▶ YOUR TASK:
Find the word "white" in the listing, and copy out each line where it turns up.
START SUPPLIED DATA
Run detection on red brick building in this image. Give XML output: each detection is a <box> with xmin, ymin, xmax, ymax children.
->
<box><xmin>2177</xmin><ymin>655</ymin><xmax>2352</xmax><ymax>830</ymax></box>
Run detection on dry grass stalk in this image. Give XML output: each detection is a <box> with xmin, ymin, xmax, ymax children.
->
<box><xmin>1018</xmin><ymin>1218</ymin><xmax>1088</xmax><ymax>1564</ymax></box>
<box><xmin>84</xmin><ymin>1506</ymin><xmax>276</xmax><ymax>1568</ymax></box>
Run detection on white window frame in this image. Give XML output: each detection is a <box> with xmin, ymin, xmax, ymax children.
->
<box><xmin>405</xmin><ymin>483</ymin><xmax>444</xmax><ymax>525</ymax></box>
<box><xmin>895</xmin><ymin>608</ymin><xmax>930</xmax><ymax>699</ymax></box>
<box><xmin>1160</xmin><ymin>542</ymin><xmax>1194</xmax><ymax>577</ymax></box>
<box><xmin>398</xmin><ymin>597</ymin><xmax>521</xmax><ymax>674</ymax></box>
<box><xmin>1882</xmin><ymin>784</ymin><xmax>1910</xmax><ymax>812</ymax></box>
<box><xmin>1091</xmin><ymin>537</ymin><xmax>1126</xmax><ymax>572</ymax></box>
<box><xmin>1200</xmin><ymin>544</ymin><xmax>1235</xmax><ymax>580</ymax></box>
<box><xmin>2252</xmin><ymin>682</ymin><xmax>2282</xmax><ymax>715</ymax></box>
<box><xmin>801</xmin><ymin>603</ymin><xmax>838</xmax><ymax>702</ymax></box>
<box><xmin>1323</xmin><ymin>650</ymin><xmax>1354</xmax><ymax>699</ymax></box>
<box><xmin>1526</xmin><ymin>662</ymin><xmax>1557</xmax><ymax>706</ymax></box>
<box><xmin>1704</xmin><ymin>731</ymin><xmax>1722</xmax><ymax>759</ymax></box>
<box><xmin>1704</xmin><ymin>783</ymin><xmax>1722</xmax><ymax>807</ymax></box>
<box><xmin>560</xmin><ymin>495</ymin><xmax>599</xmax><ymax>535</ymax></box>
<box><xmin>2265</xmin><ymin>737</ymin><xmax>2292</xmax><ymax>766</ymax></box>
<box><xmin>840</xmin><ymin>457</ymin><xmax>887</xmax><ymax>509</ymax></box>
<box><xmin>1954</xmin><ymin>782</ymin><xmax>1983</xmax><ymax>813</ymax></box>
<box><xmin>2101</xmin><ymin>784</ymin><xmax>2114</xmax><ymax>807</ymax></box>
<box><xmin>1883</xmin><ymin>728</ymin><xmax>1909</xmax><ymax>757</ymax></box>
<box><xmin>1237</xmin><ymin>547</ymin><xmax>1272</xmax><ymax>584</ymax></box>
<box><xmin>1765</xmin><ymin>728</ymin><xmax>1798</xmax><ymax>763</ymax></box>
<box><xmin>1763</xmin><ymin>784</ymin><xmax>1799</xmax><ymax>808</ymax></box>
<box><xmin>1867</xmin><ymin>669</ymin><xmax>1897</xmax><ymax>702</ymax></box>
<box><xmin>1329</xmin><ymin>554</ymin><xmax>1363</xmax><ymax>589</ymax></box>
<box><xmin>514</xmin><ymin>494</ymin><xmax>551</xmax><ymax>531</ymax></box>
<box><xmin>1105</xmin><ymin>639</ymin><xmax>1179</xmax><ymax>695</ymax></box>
END SUPPLIED DATA
START SUPPLIED DATA
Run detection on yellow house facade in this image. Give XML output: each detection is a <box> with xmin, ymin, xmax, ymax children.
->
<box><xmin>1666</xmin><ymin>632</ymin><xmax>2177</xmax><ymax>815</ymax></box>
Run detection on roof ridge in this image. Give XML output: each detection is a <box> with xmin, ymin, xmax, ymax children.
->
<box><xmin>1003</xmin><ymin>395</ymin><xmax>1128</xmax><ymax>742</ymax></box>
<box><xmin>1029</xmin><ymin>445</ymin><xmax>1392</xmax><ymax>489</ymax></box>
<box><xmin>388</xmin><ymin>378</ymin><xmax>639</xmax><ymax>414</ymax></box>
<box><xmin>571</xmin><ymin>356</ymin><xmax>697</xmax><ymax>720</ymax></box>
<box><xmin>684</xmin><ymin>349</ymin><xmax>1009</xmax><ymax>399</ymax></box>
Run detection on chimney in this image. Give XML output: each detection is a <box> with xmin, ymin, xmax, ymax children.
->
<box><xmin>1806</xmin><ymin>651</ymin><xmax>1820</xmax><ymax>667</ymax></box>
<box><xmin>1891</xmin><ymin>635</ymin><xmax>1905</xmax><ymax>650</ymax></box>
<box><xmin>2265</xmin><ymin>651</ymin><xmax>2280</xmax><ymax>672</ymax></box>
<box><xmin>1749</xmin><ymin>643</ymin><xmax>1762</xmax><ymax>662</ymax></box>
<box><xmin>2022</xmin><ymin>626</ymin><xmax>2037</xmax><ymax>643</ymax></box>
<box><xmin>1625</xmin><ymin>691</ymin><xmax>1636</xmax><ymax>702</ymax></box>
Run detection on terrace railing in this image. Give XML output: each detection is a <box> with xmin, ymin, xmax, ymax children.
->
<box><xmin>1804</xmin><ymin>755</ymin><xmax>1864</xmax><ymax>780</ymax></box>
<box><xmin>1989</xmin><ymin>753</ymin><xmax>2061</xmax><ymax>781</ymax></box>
END SUPPLIED DATA
START SUPPLIED DATA
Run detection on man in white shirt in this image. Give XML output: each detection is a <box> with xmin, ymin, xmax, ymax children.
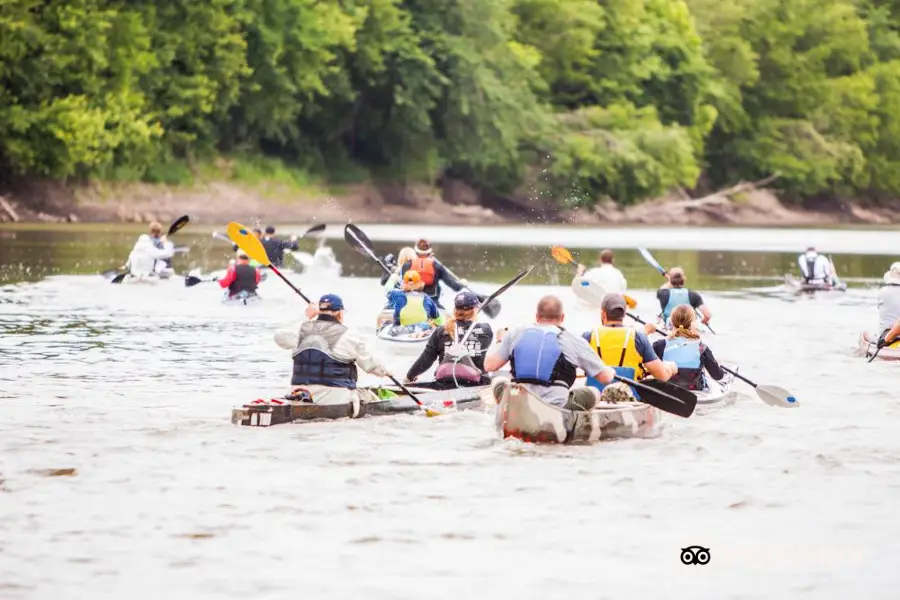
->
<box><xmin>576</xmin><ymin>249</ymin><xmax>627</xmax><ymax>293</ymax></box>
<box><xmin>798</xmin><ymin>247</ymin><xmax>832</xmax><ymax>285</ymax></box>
END SUPPLIED DATA
▶ EXERCISE OUTPUT:
Run detection on white window frame in this image. Give XML output: each detection is a <box> with xmin, ymin, xmax, ymax children.
Run detection on man in white shirt in this image. Give XML output: each detection is a <box> with xmin, ymin, xmax, ymax children.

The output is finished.